> _PAGE EXCERPT_
*****
Expert witness vs treating therapist
There are many sorts of witness; some of the most important ones happen to be the Expert and the Therapist. The input of an expert witness validates the legal decisions at a tribunal (Campbell 2011). The expert is guided by facts and law; they are impartial to the person being trialed. On the other side, is the treating therapist, the professional witness, who regards only the patient’s health (Higgens 2007). The therapist can circumstantially be regarded as a witness because she is guided by the best interest of the patient (Reid 2010). Between both witnesses and how they present evidence, the therapists must seek to protect the patient where the expert will protect nonnegotiable facts.
The court is partial toward expert witnesses. This is evident to an expert witness being admissible, automatically acceptable, in a court of law—and in some cases, a mandatory aspect. This is popular compared to the infrequent necessity of a therapist. The feeling transcends as experts and scholars alike have observed the knowledge of a therapist to be a limited, if not a blind-sighted perspective. Even the court of law has set a benchmark for the extent to which such evidence will be adduced where the therapist can by-right-refuse to offer, divulge, in evidence.
The treating therapist has privilege. Why the therapist can refuse is expected to be in the best interest of the client. Because a therapist’s evidence is obtained in-confidence, she can assert professional privilege and rightly decline to submit thorough evidence. If the court requires more, then the law provides for a subpoena to which a therapist is bound to, and cannot ignore. An extension of a therapist providing evidence is employing others, possibly an expert witness, to speak her behalf. When using an expert witness, the only required evidence is adducing what is legally relevant rather than evidence that can be taken out of context.
*****
> _RECORDS PROVIDED_
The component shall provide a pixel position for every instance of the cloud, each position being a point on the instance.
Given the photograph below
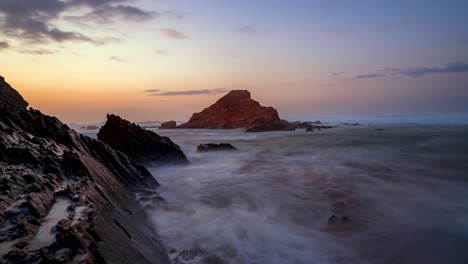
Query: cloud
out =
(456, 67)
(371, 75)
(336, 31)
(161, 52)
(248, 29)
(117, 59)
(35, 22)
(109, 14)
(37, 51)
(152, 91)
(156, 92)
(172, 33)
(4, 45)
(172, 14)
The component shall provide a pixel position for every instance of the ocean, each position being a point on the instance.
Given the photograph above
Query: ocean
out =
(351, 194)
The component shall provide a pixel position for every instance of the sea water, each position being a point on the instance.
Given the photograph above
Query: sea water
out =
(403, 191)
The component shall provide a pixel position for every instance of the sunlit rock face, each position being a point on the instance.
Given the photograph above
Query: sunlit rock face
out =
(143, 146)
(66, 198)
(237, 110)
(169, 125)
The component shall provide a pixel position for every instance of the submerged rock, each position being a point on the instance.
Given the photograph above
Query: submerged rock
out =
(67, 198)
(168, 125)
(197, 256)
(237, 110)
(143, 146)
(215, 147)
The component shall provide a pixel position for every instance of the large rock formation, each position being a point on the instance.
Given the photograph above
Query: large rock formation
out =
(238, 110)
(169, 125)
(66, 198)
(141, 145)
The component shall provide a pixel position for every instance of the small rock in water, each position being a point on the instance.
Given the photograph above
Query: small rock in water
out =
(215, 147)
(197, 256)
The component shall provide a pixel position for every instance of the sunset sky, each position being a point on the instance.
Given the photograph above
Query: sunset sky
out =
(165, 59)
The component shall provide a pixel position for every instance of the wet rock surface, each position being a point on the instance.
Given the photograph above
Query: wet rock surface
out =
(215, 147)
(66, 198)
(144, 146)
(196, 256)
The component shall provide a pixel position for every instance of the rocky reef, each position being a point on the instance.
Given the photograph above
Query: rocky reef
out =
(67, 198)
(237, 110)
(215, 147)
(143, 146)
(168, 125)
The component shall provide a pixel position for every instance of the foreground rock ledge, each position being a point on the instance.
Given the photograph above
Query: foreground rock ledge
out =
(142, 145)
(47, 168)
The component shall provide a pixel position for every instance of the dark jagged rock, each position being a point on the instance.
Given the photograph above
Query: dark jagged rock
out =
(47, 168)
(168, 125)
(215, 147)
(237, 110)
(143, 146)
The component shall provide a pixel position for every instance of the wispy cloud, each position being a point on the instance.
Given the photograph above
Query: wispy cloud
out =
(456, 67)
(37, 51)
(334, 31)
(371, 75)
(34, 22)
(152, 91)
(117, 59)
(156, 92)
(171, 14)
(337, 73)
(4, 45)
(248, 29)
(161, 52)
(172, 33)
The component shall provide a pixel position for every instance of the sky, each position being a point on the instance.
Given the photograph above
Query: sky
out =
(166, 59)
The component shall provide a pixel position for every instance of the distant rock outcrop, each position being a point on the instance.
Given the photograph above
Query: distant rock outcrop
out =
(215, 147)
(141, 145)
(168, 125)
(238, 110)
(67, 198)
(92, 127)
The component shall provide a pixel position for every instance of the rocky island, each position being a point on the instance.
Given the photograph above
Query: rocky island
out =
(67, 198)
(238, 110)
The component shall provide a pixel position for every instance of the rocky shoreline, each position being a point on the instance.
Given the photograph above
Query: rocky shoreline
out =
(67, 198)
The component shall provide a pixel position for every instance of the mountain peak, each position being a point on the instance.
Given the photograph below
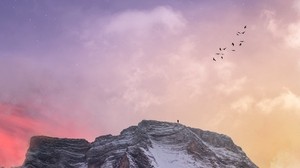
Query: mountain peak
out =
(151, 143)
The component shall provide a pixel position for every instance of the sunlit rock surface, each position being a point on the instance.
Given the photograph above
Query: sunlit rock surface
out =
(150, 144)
*****
> _EXERCISES_
1. In the essay on expert witnesses and treating therapists, what is the expert witness guided by?
2. Transcribe the part of the expert-witness essay between "Expert witness vs" and "protect nonnegotiable facts.", inclusive.
3. List every source the expert-witness essay cites, with its author and year.

> _TASK SOLUTIONS_
1. Facts and law.

2.
Expert witness vs treating therapist
There are many sorts of witness; some of the most important ones happen to be the Expert and the Therapist. The input of an expert witness validates the legal decisions at a tribunal (Campbell 2011). The expert is guided by facts and law; they are impartial to the person being trialed. On the other side, is the treating therapist, the professional witness, who regards only the patient’s health (Higgens 2007). The therapist can circumstantially be regarded as a witness because she is guided by the best interest of the patient (Reid 2010). Between both witnesses and how they present evidence, the therapists must seek to protect the patient where the expert will protect nonnegotiable facts.

3.
Campbell 2011
Higgens 2007
Reid 2010